== FRAGMENTO DE LA PÁGINA ==

Quizá diga alguno: “Yo soy joven ahora; más tarde me convertiré a Dios”. Pues sabed –respondo– que el Señor maldijo aquella higuera que halló sin frutos, aunque no era tiempo de tenerlos, como lo hace notar el Evangelio (Mc. 11, 13).
Con lo cual
Jesucristo quiso darnos a entender que el hombre en todo tiempo, hasta en el de
la juventud, debe producir frutos de buenas obras; de otro modo será maldito y
no dará frutos en lo porvenir. Nunca
jamás coma ya nadie de ti (Mc. 11, 14). Así dijo a aquél árbol el Redentor,
y así maldice a quien Él llama y le resiste...
¡Cosa digna de
admiración! Al demonio le parece breve el tiempo de nuestra vida, y no pierde
ocasión de tentarnos. Descendió el diablo
a vosotros con grande ira, sabiendo que tiene poco tiempo (Ap. 12, 12). ¡De
suerte que el enemigo no desaprovecha ni un instante para perdernos, y nosotros
no aprovechamos el tiempo para salvarnos!
Otro preguntará:
“¿Qué mal hago yo?...” ¡Oh Dios mío! ¿Y no es ya un mal perder el tiempo en
juegos o conversaciones inútiles, que de nada sirven a nuestra alma? ¿Acaso nos
da Dios ese tiempo para que así le perdamos? No, dice el Espíritu Santo; la partecita de un buen don no se te pase
(Ecl. 14, 14). Aquellos operarios de que habla San Mateo no hacían cosa alguna
mala; solamente perdían el tiempo, y por ello les reprendió el dueño de la
viña: ¿Qué hacéis aquí todo el día
ociosos? (Mt. 20, 6).
En el día del
juicio, Jesucristo nos pedirá cuenta de toda palabra ociosa. Todo tiempo que no
se emplea por Dios es tiempo perdido. Y el Señor nos dice (Ecl. 9, 10): Cualquier cosa que pueda hacer tu mano,
óbrala con instancia; porque ni obra, ni razón de sabiduría, ni ciencia, habrá
en el sepulcro, adonde caminas aprisa...
La venerable
Madre Sor Juana de la Santísima Trinidad, hija de Santa Teresa, decía que en la
vida de los Santos no hay día de mañana; que solamente lo hay en la vida de los
pecadores, pues siempre dicen: “Luego, luego”, y así llegan a la muerte. He aquí ahora el tiempo favorable (2
Cor. 6, 2). Si hoy oyereis su voz, no
queráis endurecer vuestros corazones (Sal. 94, 8). Hoy Dios te llama para
el bien; hazle hoy mismo, pues mañana quizá no sea ya tiempo, o Dios no te
llamará.
Y si, por
desgracia, en la vida pasada has empleado el tiempo en ofender a Dios, procura
llorarlo en el resto de tu vida mortal, como se propuso el rey Ezequías: Repasaré delante de ti todos mis años con
amargura de mi alma (Is. 38. 15).

===
== CONJUNTO DE DATOS ==

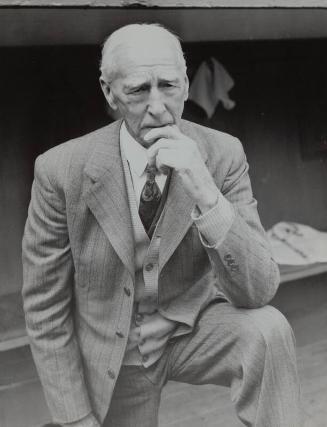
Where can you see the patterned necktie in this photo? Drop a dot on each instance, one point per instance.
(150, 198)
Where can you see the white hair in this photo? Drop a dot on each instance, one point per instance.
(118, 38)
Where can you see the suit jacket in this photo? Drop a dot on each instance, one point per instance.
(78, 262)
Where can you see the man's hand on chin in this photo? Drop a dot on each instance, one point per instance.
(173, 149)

===
== CONJUNTO DE DATOS ==

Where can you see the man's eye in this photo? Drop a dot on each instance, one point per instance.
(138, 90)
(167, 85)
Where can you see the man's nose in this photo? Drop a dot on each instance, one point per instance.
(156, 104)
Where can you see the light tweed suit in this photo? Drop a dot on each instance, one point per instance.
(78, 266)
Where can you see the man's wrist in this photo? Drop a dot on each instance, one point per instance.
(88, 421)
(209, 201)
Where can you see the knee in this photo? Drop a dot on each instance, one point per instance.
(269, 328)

===
== CONJUNTO DE DATOS ==

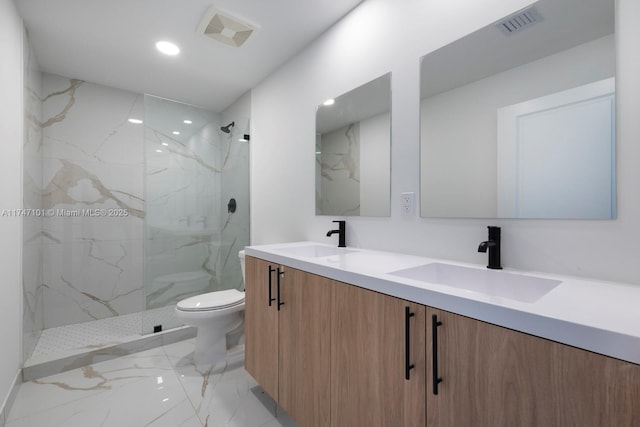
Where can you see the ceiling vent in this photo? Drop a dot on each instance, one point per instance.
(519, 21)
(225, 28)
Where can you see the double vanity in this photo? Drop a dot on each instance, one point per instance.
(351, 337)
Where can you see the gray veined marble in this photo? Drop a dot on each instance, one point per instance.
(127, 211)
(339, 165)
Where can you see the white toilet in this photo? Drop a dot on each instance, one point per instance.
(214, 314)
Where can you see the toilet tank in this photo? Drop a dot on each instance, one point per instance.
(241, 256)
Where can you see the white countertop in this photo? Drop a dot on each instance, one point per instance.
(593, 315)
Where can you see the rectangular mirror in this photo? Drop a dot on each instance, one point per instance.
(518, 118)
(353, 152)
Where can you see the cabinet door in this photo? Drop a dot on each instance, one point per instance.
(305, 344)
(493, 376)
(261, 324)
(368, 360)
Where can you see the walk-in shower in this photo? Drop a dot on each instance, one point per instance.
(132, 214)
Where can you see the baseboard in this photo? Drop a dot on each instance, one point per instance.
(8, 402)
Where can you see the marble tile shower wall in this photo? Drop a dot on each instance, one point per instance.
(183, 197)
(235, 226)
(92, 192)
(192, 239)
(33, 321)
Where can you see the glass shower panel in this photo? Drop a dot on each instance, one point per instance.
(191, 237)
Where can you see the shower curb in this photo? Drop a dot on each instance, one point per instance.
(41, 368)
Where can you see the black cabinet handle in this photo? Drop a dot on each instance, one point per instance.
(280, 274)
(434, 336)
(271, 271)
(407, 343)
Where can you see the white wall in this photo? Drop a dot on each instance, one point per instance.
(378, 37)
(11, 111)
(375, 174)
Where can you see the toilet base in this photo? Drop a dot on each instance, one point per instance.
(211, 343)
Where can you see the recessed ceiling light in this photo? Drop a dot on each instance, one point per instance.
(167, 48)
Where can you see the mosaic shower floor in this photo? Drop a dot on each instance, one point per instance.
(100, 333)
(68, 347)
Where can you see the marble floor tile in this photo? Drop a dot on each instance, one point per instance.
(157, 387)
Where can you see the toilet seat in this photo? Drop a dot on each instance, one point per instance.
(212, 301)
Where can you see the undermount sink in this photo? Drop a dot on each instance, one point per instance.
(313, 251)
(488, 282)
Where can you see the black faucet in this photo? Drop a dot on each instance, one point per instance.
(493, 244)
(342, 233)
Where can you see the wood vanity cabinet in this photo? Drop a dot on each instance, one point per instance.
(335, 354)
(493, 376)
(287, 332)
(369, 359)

===

■ EL EJERCICIO
Prosigue el fragmento sobre el aprovechamiento del tiempo a partir de su última oración.

■ RESULTADO DE LA TAREA
Dios te prolonga
la vida para que repares el tiempo perdido: Redimiendo
el tiempo, porque los días son malos (Ef. 5, 10); o bien, según comenta San
Anselmo: “Recuperarás el tiempo si haces lo que descuidaste hacer”.
San Jerónimo dice
de San Pablo, que, aunque era el último de los Apóstoles, fue el primero en
méritos por lo que hizo después de su vocación.
Consideremos
siquiera que en cada instante podemos granjear mayor acopio de bienes eternos.
Si nos concediesen tanto terreno como caminando en un día pudiéramos rodead, o
tanto dinero como alcanzásemos a contar en un día, ¡con cuánta prisa
procederíamos! Pues si podemos en un momento adquirir eternos tesoros, ¿por qué
hemos de malgastar el tiempo? Lo que hoy puedas hacer, no digas que lo harás
mañana, porque el día de hoy le habrás perdido y no volverá más.
Cuando San
Francisco de Borja oía hablar de cosas mundanas, elevaba a Dios el corazón con
santos afectos, de suerte que si le preguntaban luego su sentir acerca de lo
que se había dicho, no sabía qué responder. Reprendiéronle por ello, y contestó
que antes prefería parecer hombre de rudo ingenio que perder el tiempo
vanamente.
AFECTOS Y SÚPLICAS
No, Dios mío; no
quiero perder el tiempo que me habéis concedido por vuestra misericordia... He
merecido verme en el infierno, gimiendo sin esperanza. Os doy, pues, fervorosas
gracias por haberme conservado la vida. Deseo, en los días que me restan, vivir
sólo para Vos.
Si estuviese en
el infierno, lloraría desesperado y sin fruto. Ahora lloraré las ofensas que os
hice, y llorándolas, sé de cierto que me perdonaréis, como lo asegura el
Profeta (Is. 30, 19). En el infierno me sería imposible amaros; ahora os amo y
espero que siempre os amaré. En el infierno jamás podría pedir vuestra gracia;
ahora oigo que decís: Pedid y recibiréis
(Jn. 16, 24).
Y puesto que aún
me hallo en tiempo útil para pediros gracias, dos voy a demandaros: ¡oh Dios
mío!, concededme la perseverancia en vuestro santo servicio, dadme vuestro
amor, y luego haced de mí lo que quisierais. Haced que en todos los instantes
de mi vida me encomiende siempre a Vos, diciendo: “Ayudadme, Señor... Señor,
tened piedad de mí; haced que no os ofenda; haced que os ame...”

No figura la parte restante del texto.